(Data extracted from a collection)

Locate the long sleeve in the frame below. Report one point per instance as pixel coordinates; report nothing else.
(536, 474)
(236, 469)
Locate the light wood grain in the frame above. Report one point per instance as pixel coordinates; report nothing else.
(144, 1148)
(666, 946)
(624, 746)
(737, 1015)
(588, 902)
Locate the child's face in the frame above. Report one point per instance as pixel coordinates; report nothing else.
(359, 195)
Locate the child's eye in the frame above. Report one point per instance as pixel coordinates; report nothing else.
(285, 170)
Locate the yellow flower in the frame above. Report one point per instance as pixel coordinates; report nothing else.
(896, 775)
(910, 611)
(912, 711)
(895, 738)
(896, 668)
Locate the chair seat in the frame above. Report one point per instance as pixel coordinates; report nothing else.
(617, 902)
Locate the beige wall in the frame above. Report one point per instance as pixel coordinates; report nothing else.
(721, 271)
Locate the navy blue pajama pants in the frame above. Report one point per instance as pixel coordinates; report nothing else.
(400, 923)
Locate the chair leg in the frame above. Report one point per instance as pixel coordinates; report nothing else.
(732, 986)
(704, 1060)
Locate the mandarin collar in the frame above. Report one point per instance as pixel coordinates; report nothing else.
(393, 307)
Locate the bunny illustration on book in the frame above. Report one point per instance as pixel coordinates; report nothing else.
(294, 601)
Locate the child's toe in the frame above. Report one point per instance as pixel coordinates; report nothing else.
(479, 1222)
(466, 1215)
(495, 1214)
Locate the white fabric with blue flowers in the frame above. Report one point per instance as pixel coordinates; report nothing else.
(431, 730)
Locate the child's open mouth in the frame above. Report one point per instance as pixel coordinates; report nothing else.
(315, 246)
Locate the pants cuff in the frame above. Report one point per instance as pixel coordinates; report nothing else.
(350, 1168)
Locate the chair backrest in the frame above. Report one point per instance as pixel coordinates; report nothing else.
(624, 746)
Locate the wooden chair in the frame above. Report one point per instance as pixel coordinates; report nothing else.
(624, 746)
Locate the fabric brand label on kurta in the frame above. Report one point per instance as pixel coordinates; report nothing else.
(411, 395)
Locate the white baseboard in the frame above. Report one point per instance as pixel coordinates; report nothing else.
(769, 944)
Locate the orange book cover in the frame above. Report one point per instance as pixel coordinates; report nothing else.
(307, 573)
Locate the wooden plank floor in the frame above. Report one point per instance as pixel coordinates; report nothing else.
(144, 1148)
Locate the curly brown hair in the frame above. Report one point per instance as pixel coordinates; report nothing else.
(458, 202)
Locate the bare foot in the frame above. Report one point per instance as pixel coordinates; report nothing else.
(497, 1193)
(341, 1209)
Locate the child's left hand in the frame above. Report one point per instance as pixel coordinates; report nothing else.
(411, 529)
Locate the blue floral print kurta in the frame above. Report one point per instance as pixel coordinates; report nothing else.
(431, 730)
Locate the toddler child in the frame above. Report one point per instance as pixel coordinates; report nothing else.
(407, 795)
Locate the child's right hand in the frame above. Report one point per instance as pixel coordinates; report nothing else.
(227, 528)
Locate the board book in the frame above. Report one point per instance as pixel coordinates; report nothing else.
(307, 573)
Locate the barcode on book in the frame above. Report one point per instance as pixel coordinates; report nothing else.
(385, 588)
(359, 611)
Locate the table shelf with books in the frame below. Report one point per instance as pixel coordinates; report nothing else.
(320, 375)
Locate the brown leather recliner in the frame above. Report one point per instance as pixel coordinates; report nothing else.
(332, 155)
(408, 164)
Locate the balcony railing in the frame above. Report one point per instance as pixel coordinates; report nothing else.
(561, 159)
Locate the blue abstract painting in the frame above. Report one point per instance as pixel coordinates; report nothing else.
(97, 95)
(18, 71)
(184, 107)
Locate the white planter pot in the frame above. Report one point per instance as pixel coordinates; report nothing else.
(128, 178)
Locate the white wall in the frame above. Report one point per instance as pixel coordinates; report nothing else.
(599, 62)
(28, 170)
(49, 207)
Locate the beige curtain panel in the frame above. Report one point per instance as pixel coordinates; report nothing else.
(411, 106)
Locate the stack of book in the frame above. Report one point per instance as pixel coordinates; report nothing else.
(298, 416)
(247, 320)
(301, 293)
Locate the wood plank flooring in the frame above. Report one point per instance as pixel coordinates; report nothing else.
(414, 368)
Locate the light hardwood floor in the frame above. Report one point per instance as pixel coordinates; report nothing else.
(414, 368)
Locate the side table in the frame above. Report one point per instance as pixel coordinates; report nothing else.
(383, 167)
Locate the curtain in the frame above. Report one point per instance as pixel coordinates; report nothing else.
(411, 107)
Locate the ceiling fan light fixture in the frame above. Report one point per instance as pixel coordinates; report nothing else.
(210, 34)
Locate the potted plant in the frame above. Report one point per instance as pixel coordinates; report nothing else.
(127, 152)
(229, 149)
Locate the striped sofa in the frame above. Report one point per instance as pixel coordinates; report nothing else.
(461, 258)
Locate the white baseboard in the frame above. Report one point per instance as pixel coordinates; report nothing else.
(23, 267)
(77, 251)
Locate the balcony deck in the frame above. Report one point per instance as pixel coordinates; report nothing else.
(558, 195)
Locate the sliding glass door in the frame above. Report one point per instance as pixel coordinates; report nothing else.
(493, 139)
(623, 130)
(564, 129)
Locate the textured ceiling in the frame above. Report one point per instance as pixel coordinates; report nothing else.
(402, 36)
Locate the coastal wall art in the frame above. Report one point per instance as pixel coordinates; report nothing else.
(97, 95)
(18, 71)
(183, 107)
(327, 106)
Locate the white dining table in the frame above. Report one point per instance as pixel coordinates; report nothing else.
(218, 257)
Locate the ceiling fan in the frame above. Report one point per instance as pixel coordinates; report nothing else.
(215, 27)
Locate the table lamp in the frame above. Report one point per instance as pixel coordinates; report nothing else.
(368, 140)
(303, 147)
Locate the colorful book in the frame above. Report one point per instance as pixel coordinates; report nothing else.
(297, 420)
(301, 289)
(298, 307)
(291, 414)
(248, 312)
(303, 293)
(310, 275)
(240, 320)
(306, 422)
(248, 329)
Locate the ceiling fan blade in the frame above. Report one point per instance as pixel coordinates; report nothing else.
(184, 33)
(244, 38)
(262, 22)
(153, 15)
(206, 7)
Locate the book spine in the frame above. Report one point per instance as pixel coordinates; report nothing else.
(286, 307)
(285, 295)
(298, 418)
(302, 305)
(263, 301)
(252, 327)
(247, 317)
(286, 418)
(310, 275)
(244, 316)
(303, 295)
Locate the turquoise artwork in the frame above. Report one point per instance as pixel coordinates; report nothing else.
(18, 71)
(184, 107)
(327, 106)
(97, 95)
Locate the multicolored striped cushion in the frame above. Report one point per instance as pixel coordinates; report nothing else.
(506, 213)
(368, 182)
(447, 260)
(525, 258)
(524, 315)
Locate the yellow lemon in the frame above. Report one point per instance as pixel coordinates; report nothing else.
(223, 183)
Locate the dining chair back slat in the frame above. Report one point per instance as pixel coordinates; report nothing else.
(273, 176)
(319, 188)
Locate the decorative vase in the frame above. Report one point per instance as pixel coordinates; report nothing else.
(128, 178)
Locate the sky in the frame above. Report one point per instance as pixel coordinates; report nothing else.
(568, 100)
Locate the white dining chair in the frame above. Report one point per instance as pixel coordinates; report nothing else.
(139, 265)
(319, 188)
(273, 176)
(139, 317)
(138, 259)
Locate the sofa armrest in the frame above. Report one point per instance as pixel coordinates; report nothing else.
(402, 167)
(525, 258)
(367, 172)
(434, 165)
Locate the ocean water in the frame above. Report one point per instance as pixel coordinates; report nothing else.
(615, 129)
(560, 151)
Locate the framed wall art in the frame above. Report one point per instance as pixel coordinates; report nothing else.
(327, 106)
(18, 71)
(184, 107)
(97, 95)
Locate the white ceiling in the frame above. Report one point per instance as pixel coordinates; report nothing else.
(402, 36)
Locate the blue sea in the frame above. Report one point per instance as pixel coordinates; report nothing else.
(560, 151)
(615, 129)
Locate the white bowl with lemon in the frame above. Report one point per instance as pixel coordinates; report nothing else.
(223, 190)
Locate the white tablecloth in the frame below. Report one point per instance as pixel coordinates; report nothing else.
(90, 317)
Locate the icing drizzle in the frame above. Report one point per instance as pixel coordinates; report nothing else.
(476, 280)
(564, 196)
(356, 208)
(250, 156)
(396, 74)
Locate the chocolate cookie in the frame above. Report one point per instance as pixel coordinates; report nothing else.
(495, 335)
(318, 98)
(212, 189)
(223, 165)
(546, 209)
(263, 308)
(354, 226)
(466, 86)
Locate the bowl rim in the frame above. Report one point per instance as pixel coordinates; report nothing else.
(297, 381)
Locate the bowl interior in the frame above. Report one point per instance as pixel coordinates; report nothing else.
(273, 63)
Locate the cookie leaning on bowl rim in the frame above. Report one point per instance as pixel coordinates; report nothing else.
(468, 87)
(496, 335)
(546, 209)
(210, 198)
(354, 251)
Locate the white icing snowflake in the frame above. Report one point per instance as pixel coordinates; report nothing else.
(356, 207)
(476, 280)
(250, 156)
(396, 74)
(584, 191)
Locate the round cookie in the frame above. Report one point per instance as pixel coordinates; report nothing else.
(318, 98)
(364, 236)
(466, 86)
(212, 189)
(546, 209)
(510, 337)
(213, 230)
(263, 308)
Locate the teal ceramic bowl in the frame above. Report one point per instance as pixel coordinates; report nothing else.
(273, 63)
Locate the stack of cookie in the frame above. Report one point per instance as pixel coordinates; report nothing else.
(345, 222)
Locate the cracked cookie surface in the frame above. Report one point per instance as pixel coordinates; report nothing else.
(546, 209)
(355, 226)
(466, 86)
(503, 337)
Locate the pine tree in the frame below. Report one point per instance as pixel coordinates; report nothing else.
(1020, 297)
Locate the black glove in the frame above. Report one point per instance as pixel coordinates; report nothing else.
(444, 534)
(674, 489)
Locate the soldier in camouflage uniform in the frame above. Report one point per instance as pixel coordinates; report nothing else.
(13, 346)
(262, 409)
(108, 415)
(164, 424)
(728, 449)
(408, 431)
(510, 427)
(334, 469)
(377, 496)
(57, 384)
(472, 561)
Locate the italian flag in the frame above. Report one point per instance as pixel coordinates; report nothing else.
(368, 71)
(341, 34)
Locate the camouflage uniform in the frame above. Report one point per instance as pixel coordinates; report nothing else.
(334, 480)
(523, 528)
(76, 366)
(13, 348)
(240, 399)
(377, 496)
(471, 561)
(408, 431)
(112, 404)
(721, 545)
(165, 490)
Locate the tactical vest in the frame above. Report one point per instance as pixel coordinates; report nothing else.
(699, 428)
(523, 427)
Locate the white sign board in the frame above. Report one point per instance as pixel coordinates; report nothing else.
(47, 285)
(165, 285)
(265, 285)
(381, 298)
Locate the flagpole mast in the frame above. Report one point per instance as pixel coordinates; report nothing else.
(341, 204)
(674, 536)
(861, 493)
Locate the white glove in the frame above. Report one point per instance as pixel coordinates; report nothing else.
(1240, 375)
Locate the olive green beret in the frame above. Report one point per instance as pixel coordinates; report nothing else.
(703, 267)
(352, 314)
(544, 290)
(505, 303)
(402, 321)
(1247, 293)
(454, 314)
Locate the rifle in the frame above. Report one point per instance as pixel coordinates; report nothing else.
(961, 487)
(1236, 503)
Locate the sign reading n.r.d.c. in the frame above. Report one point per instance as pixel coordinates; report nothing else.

[Activity]:
Set down exactly the lines beginning at the one that holds "Locate the olive" and ending with the last line of the data.

[Response to the exercise]:
Locate the olive green beret in the frame above. Report one point per instance as pixel coordinates; report nothing else.
(703, 267)
(352, 314)
(544, 290)
(505, 303)
(402, 321)
(1247, 293)
(454, 314)
Locate the rifle in the frame above. Report one point per instance as pixel coordinates; report nothing else.
(961, 487)
(1236, 503)
Locate the sign reading n.r.d.c. in the frame above. Report one point per instance as pixel coordinates; report nothing else.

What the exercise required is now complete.